=== Activity ===
With no addition or omission, return the entries below.

=== Excerpted records ===

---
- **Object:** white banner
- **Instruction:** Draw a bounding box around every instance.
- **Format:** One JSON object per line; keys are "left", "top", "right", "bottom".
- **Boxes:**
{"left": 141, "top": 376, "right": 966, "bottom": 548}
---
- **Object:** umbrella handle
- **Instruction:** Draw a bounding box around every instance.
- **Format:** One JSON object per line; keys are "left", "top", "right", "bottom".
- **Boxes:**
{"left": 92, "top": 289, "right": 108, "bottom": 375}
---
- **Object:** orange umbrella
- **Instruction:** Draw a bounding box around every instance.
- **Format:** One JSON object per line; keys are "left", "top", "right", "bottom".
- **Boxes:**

===

=== Result for this exercise ===
---
- **Object:** white banner
- **Instruction:** Draw a bounding box around every instance.
- **Format:** One JSON object per line; keys are "left", "top", "right", "bottom".
- **Boxes:**
{"left": 141, "top": 376, "right": 966, "bottom": 548}
---
- **Object:** umbrella handle
- **Instruction:** Draw a bounding box around every instance.
- **Format:** One JSON object per line; keys are "left", "top", "right", "bottom".
- **Boxes:**
{"left": 92, "top": 289, "right": 108, "bottom": 375}
---
- **Object:** orange umbrella
- **Instruction:** Draw a bounding box around every instance.
- **Format:** One JSON object per line; keys are "left", "top", "right", "bottom".
- **Boxes:**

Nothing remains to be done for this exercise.